▶ Required tasks
1. Quote the smart gun article from "Engage Armament, a" to "oppose smart gun technology.".
2. Print the lines of the listing from the line with "point_to annotates the large" to the end of the listing.

Lucas Mearian | Jan. 11, 2016
The federal government could become the biggest buyer of smart gun technology.

Smart gun technology uses RFID chips or biometrics, such as a fingerprint scanner or grip recognition, to release a locking mechanism on a weapon. The technology was initially developed to prevent police officers' weapons from being grabbed in a struggle and used against them. But, the military has also expressed interest in the technology for the same reason.

From a consumer perspective, smart gun technology would deter anyone but an authorized owner from being able to fire a weapon.

Asking a rhetorical question, Obama in his speech said, "If we can set it up so you can't unlock your phone unless you got the right fingerprint, why can't we do the same thing for our guns?"

At CES this week, Identilock announced gun safety technology uses a fingerprint reader to unlatch a trigger lock. Once activated with an authorized fingerprint, the lock simply drops off the trigger, allowing it to be used.

Some opponents of smart gun technology, however, are quick to point out that guns are simple mechanical devices made to work flawlessly when needed, and smart technology introduces the potential for failure.

Smart gun technology has been in development for nearly two decades, but research  efforts have most often stalled because of a lack of funding. When the technology has come to market, it has at times been met by vehement push back from gun rights groups who fear any adoption could lead to government mandates.

Last year, Germany-based Armatix attempted to sell the first smart gun in the U.S. Its .22 caliber iP1 pistol debuted in one of California's largest gun stores. But it was quickly pulled from the shelves after some gun advocates pressured the store to stop selling the gun.

Armatix smart gun
Armatix

Germany-based Armatix tried to sell the first smart gun in the U.S. Its .22 caliber iP1 pistol debuted in one of California's largest gun stores. But it was quickly pulled from  shelves after gun advocates pressured the store to stop selling it. The gun used an RFID chip in a watch to enable anyone wearing it to fire the weapon.

Engage Armament, a Maryland gun store, also announced it would sell the iP1, but reneged after gun-rights advocates allegedly lashed out on social media, called the store and even threatened its owner.

Gun advocacy groups such as the National Rifle Association (NRA) and the National Shooting Sports Foundation (NSSA) have said they do not oppose smart gun technology.

In a statement Tuesday, the NSSA said market forces should decide whether smart gun technology is adopted and noted it has never opposed its development.

▶ Extracted material

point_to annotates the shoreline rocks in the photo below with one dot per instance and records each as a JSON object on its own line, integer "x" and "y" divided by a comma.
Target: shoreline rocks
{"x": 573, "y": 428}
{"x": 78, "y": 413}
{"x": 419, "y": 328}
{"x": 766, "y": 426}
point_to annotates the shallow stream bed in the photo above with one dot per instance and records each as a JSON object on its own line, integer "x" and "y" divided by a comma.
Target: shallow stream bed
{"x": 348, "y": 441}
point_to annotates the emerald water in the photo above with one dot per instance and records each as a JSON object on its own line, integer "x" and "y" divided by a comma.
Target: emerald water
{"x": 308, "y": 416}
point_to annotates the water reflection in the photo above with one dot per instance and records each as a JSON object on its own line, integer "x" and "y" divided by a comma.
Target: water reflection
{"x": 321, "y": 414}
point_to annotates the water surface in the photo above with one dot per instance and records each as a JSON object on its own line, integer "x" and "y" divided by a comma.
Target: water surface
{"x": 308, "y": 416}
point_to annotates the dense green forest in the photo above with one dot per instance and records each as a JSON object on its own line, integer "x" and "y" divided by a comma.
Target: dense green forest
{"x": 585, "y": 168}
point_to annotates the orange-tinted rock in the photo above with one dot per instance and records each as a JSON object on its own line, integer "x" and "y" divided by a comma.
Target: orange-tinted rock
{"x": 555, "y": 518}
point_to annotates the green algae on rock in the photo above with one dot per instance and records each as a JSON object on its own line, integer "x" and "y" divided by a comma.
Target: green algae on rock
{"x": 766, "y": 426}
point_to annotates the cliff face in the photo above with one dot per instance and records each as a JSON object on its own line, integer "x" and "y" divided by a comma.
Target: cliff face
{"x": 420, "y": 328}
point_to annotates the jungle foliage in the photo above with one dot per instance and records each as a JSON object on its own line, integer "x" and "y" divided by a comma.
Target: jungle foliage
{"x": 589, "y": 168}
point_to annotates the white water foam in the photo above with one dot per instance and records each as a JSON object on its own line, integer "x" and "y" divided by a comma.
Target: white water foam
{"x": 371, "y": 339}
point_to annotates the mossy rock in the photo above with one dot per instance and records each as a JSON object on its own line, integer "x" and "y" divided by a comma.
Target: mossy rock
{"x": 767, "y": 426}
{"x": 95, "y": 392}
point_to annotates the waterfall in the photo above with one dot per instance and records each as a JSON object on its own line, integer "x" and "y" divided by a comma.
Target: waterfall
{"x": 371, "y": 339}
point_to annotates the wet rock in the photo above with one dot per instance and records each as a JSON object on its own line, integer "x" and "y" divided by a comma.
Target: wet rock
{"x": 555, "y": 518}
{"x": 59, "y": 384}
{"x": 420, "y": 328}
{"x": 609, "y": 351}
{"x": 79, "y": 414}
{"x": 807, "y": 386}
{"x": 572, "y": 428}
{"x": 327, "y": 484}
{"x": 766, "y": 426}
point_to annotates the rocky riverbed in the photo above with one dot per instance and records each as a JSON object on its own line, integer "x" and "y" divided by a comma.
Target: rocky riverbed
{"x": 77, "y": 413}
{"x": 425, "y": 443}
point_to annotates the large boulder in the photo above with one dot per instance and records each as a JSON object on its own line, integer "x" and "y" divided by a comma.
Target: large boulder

▶ The responses
1.
Engage Armament, a Maryland gun store, also announced it would sell the iP1, but reneged after gun-rights advocates allegedly lashed out on social media, called the store and even threatened its owner.

Gun advocacy groups such as the National Rifle Association (NRA) and the National Shooting Sports Foundation (NSSA) have said they do not oppose smart gun technology.

2.
point_to annotates the large boulder in the photo above with one dot per instance and records each as a JSON object on its own line, integer "x" and "y" divided by a comma.
Target: large boulder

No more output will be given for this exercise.